Selected passage
Aza Raskin on Mozilla and User Interfaces

Aza Raskin from Mozilla, spoke largely about usability and user interface design. Judging from his Wikipedia entry, he’s been doing this for a long time and is very passionate about interfaces. It was very hard to see his slides (noted problem, too much sunlight), so I just attempted to make random bits of notes from his talk. His slides, may or may not be available, but he did mention that searching for a talk titled “Don’t Make Me Click”, was the basis for his LugRadio Live USA talk. Turns out, it was a Google Tech Talk, available on Youtube – Don’t Make Me Click (~65 minutes). Now for the sparse notes…

You already use a command line interface. Typed pine before? Or slrn? Now you just type gmail.com or nytimes.com. This is an interesting analogy… the command line and the location bar.

Intuitiveness vs. ease of use? There’s a difference. The iPhone interface isn’t exactly intuitive, but with all the advertising available around, when you got one, you knew what to do, and you got ease of use.

Supplied material
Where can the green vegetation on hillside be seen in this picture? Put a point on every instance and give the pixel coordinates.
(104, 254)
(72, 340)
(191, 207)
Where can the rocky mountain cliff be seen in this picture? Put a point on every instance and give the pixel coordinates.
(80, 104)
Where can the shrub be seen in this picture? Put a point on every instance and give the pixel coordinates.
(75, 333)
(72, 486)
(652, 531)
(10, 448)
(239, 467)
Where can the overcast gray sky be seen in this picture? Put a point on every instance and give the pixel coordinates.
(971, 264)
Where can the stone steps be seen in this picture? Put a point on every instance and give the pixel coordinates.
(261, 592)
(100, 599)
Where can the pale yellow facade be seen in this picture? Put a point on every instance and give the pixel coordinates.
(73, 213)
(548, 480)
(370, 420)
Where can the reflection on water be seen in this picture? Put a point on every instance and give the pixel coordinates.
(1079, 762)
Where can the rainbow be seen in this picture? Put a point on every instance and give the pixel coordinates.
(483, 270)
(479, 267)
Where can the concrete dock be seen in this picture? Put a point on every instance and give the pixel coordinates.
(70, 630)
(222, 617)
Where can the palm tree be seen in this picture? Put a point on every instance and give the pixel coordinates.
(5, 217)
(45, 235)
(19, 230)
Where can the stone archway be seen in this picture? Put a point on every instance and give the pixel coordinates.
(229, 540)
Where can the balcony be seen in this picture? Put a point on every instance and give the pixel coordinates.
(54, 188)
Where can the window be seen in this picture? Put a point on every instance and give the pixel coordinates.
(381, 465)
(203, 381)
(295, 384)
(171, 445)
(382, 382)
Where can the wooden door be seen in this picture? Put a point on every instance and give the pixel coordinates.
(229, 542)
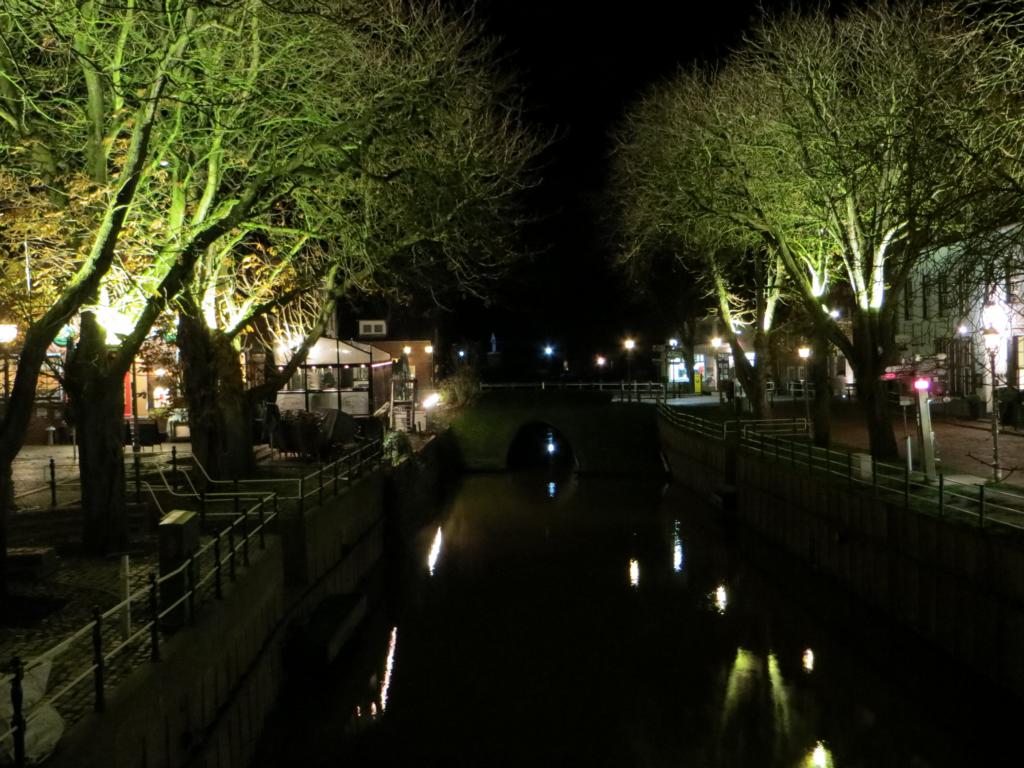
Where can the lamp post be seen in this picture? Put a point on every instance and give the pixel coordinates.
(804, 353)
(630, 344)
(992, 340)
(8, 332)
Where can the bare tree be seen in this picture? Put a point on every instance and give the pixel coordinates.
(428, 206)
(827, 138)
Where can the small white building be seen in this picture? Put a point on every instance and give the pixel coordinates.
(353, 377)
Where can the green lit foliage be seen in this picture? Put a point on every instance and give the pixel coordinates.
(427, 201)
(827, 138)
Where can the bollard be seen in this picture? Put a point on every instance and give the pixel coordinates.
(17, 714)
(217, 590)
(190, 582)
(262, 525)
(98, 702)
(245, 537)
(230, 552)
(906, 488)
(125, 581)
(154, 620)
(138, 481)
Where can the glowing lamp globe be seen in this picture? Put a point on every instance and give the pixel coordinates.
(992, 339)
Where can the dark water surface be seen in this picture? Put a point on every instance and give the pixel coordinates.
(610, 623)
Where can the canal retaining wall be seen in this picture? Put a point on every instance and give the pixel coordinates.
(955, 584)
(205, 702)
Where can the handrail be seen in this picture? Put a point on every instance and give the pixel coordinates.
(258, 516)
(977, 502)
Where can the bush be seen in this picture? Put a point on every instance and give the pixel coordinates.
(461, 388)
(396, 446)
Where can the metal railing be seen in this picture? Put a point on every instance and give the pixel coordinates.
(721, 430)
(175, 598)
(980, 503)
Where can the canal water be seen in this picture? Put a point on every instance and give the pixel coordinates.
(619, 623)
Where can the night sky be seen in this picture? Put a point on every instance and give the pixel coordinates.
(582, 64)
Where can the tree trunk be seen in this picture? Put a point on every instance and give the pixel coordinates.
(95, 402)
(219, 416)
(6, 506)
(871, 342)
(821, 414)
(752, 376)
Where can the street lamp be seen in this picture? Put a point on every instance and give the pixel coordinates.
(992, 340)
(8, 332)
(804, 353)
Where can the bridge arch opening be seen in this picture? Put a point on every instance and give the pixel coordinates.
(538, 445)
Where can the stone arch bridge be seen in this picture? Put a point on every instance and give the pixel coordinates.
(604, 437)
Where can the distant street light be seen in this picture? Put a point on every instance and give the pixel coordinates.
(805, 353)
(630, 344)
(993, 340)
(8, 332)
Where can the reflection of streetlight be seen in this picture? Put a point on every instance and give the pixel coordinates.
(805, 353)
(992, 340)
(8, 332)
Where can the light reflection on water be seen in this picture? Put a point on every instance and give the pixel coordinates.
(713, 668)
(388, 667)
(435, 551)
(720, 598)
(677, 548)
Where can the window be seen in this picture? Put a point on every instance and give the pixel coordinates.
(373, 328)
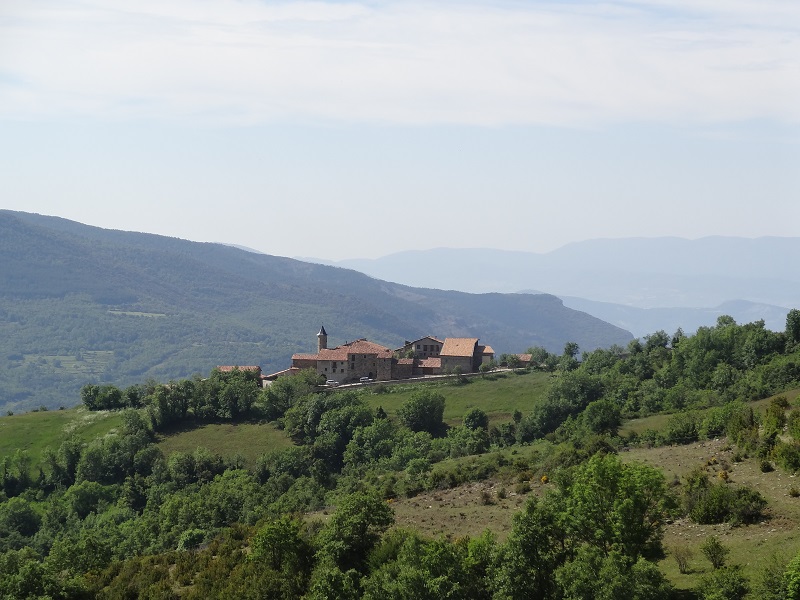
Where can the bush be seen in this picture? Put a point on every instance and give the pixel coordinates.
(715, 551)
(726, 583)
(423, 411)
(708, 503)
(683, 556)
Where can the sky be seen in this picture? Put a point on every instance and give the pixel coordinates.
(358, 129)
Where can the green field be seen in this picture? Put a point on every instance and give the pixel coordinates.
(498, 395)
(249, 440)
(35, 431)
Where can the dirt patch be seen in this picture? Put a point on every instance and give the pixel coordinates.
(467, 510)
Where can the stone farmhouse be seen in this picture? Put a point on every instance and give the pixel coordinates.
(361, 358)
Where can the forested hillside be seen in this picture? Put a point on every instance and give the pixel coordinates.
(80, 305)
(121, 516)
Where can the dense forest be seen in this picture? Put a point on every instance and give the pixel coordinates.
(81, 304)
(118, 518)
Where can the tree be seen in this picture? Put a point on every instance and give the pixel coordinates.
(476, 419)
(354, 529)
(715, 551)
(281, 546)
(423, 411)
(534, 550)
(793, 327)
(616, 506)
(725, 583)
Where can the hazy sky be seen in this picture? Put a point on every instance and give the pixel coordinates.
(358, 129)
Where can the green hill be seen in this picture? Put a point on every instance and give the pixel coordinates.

Required tasks
#1 Copy the notes on Aza Raskin's talk in full, word for word.
#2 How many lines of the records contain the string "canal"? Reply with the number alone.
The records have no connection to the text.

Answers per task
#1
Aza Raskin on Mozilla and User Interfaces

Aza Raskin from Mozilla, spoke largely about usability and user interface design. Judging from his Wikipedia entry, he’s been doing this for a long time and is very passionate about interfaces. It was very hard to see his slides (noted problem, too much sunlight), so I just attempted to make random bits of notes from his talk. His slides, may or may not be available, but he did mention that searching for a talk titled “Don’t Make Me Click”, was the basis for his LugRadio Live USA talk. Turns out, it was a Google Tech Talk, available on Youtube – Don’t Make Me Click (~65 minutes). Now for the sparse notes…

You already use a command line interface. Typed pine before? Or slrn? Now you just type gmail.com or nytimes.com. This is an interesting analogy… the command line and the location bar.

Intuitiveness vs. ease of use? There’s a difference. The iPhone interface isn’t exactly intuitive, but with all the advertising available around, when you got one, you knew what to do, and you got ease of use.

#2 2